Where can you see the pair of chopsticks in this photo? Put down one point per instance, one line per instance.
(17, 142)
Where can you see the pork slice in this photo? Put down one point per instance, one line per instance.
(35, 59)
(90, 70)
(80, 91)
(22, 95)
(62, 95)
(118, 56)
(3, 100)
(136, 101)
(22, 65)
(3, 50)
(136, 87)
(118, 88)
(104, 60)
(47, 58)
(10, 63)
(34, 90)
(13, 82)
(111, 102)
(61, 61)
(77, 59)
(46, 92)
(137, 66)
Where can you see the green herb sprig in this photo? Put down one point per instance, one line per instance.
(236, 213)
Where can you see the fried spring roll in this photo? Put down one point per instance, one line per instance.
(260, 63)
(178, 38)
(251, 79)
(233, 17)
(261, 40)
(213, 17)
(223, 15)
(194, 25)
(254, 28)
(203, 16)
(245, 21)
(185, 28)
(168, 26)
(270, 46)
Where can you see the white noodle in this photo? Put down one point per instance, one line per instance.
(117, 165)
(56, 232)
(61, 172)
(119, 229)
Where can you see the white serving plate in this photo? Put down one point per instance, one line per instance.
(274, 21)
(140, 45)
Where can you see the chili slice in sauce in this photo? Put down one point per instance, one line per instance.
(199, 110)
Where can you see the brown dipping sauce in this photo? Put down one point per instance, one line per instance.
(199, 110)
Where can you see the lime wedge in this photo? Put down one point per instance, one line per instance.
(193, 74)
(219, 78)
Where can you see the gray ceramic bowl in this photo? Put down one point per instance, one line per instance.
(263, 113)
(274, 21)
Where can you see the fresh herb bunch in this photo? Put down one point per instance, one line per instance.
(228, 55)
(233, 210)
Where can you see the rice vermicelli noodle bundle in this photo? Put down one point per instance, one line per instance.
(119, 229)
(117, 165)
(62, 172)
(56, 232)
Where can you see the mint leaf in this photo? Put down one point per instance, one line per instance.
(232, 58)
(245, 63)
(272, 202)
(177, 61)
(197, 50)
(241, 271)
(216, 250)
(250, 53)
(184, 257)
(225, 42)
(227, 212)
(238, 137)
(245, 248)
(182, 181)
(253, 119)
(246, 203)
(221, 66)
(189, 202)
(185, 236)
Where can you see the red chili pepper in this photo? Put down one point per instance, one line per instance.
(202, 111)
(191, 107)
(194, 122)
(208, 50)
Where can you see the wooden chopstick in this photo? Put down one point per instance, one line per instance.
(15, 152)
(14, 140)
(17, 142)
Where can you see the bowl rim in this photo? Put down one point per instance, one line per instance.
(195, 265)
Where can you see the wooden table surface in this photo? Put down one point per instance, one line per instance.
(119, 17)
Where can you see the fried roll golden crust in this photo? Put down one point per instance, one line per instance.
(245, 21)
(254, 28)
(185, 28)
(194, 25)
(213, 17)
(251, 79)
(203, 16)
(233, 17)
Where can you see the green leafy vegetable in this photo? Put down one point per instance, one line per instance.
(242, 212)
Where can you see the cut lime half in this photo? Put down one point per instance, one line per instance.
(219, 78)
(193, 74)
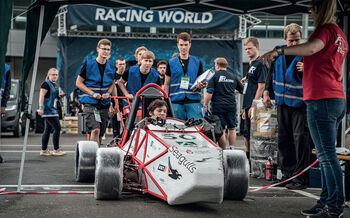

==================================================

## DO THIS:
Reproduce the listing above with "Mark" substituted for every occurrence of "Put down", leaving all other text unchanged. Omit the picture from your answer.

## ANSWER TO THE PROBLEM:
Where can you see the pair of chopsticks in this photo? Mark one point per instance, one line per instance.
(17, 142)
Where can you see the pork slice in this photo? Mark one point per instance, one line per instance.
(35, 59)
(90, 70)
(80, 91)
(22, 95)
(62, 95)
(118, 56)
(3, 100)
(136, 101)
(22, 65)
(3, 50)
(136, 87)
(118, 88)
(104, 60)
(47, 58)
(10, 63)
(34, 90)
(13, 82)
(111, 102)
(61, 61)
(77, 59)
(46, 92)
(137, 66)
Where can you see the green herb sprig in this photo? Mark one point per instance, one line per instance.
(236, 213)
Where can you see the fried spring roll in this photo? Mark one point per instance, one line per instance.
(260, 63)
(178, 38)
(251, 79)
(233, 17)
(261, 40)
(213, 17)
(223, 15)
(194, 25)
(254, 28)
(203, 16)
(245, 21)
(185, 28)
(168, 26)
(270, 46)
Where can you see the white noodle in this photo? Mark one point per instance, one line per instance.
(117, 165)
(56, 232)
(61, 172)
(119, 229)
Where can you see the white serving plate in this photo? Mark one point per instance, one line per instance.
(274, 21)
(140, 45)
Where can you see the chili slice in sauce in this photo? Mark one point per instance, one line per instance.
(199, 110)
Where can you see the brown dipping sauce in this photo? Mark one point per instance, one line per instance.
(199, 110)
Where can you see the lime wedge in this photo? Mark one point per instance, one line per instance.
(193, 74)
(219, 78)
Where can you see the gray ceramic bowl in this photo? Mark one point per instance, one line per instance.
(263, 113)
(274, 21)
Where can you see the fresh herb bunch in this photo? Mark one point per instance, one line per instance.
(228, 55)
(233, 210)
Where can you see the rice vermicelli noodle bundle in this photo? Mark one point per instance, one line per instance.
(119, 229)
(117, 165)
(62, 172)
(56, 232)
Where can you see the mint leaf in this photo? Mark one point per instance, one line per instance.
(232, 58)
(245, 63)
(272, 202)
(177, 61)
(197, 50)
(241, 271)
(216, 250)
(250, 53)
(184, 257)
(225, 42)
(227, 212)
(238, 137)
(245, 248)
(182, 181)
(253, 119)
(246, 203)
(221, 66)
(189, 202)
(185, 236)
Where can you see the red chili pepper in this photo? Mark one point per instance, one line per instance.
(202, 111)
(191, 107)
(194, 122)
(208, 50)
Where can you see the wooden chopstick in this photo? Mark one point per instance, one line per instance.
(15, 152)
(14, 140)
(17, 142)
Where can you see the bowl rim in this photo? Mark one point per instance, one line per instance.
(195, 265)
Where can you see the wooden table surface in this photo? Mark one point per instance, one line per instance.
(119, 17)
Where can you see the fried roll golden crust in this photo? Mark one point per instance, one line per instance.
(245, 21)
(254, 28)
(185, 28)
(194, 25)
(213, 17)
(251, 79)
(203, 16)
(233, 17)
Where can you see the green leafy vegetable in this photo? Mark one point per instance, one line per instance.
(242, 212)
Where can you see the cut lime half in this photo? Mark one point per instance, one line per instance.
(219, 78)
(193, 74)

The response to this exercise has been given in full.